TASK REQUIREMENTS:
Repeat every line of the records below word for word, leaving out the pictures.

***** DATA SHOWN *****

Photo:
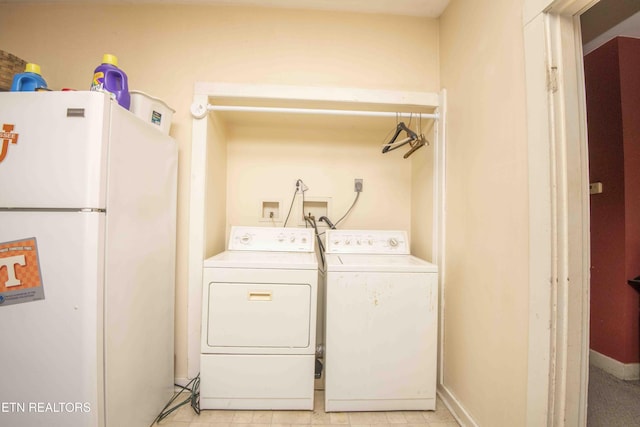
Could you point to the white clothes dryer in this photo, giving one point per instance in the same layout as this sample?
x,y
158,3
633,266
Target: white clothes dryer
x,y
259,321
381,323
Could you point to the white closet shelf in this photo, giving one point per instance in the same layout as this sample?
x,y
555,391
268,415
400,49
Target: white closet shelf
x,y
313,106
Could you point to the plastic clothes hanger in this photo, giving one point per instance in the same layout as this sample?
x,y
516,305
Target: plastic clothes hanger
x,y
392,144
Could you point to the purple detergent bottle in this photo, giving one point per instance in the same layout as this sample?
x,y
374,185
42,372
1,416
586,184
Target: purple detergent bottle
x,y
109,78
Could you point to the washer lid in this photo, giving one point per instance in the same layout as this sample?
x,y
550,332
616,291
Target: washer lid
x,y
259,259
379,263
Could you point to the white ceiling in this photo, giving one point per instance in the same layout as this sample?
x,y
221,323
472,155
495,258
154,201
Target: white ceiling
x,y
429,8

*****

OUTPUT FOR THIS EXERCISE:
Photo:
Could you point to the white clothes dryer in this photo, giving one point per instance in the same layout as this sample?
x,y
158,3
633,266
Target: white clothes dryer
x,y
259,321
381,323
Could you point to the white closet shelf in this photo, giving one point per instance in the same layout as this sample?
x,y
555,391
268,415
400,49
Target: white closet shelf
x,y
313,106
Could you point to the plastic clothes hanger in this photo, giving one point per instance in the same layout as this sample?
x,y
516,305
Target: plastic clothes hanger
x,y
392,144
Could you point to the purple detergent bottle in this photo, giving one point per instance in the same layout as this sample?
x,y
374,185
42,372
1,416
586,184
Target: purple detergent bottle
x,y
109,78
Could you point to the washer lid in this photo, giving one point per instance in the same layout as this sample?
x,y
550,332
616,291
Target: washer lid
x,y
259,259
379,263
Could you point to the white ceiling in this photo, giving one point per instance in the same layout as this sample?
x,y
221,323
472,155
495,258
154,201
Target: white ceiling
x,y
429,8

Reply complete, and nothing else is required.